Reproduce every one of the entries below verbatim, line by line.

:: GIVEN DATA

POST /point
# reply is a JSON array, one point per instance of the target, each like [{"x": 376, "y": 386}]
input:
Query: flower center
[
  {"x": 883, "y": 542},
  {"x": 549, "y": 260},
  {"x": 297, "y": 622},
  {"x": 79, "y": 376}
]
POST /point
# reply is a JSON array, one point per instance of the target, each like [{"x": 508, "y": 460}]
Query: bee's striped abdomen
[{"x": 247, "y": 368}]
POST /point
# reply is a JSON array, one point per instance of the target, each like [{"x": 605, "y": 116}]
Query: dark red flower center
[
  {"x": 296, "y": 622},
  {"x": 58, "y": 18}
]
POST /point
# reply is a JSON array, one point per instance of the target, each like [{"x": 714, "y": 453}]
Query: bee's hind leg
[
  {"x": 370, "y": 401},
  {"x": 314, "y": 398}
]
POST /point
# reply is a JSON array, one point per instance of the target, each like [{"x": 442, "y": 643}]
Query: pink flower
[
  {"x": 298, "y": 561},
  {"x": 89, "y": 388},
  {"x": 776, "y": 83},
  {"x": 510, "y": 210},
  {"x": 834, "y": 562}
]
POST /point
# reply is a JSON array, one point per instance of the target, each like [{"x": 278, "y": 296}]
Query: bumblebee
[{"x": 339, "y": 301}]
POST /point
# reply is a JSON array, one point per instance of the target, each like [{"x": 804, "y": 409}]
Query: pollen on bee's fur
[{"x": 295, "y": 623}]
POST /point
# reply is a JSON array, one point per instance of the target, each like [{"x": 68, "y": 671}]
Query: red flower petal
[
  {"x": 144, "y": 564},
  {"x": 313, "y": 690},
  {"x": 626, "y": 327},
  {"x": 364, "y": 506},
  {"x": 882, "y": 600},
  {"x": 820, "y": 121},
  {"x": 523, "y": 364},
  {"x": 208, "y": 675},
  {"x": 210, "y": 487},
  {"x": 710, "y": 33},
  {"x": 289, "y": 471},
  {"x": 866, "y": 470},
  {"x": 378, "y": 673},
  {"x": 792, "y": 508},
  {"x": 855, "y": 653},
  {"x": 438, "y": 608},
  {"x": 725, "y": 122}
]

::::

• _SOLUTION TO THE EXERCISE_
POST /point
# reply is a JSON array, one point per instance of the target, each like [{"x": 376, "y": 386}]
input:
Query: flower center
[
  {"x": 883, "y": 542},
  {"x": 549, "y": 260},
  {"x": 297, "y": 622},
  {"x": 79, "y": 376}
]
POST /point
# reply is a JSON array, one point per instance of the target, each like [{"x": 508, "y": 460}]
Query: bee's striped abdomen
[{"x": 247, "y": 368}]
POST /point
# reply is a JSON array, one point per instance of the target, each like [{"x": 605, "y": 116}]
Query: dark red flower center
[
  {"x": 296, "y": 622},
  {"x": 58, "y": 18}
]
POST /point
# reply is a JSON array, one point per instance of the target, each like [{"x": 714, "y": 453}]
Query: bee's hind leg
[
  {"x": 370, "y": 401},
  {"x": 314, "y": 398}
]
POST /point
# reply is a JSON array, one point per instance of the target, each like [{"x": 442, "y": 643}]
Query: pink flower
[
  {"x": 298, "y": 561},
  {"x": 89, "y": 388},
  {"x": 776, "y": 83},
  {"x": 510, "y": 210},
  {"x": 834, "y": 562}
]
POST /point
# reply is a JSON array, one point per instance of the target, each like [{"x": 278, "y": 296}]
Query: bumblebee
[{"x": 339, "y": 301}]
POST /point
# reply is a JSON array, one point per instance of the target, each like [{"x": 804, "y": 409}]
Query: pollen on bee's fur
[{"x": 295, "y": 623}]
POST /point
# reply is a JSON array, one point per instance of the target, each like [{"x": 68, "y": 671}]
Query: red flower petal
[
  {"x": 144, "y": 564},
  {"x": 313, "y": 690},
  {"x": 626, "y": 327},
  {"x": 364, "y": 506},
  {"x": 882, "y": 600},
  {"x": 820, "y": 121},
  {"x": 523, "y": 364},
  {"x": 208, "y": 675},
  {"x": 210, "y": 487},
  {"x": 710, "y": 33},
  {"x": 289, "y": 471},
  {"x": 866, "y": 470},
  {"x": 378, "y": 673},
  {"x": 792, "y": 508},
  {"x": 855, "y": 653},
  {"x": 438, "y": 608},
  {"x": 725, "y": 122}
]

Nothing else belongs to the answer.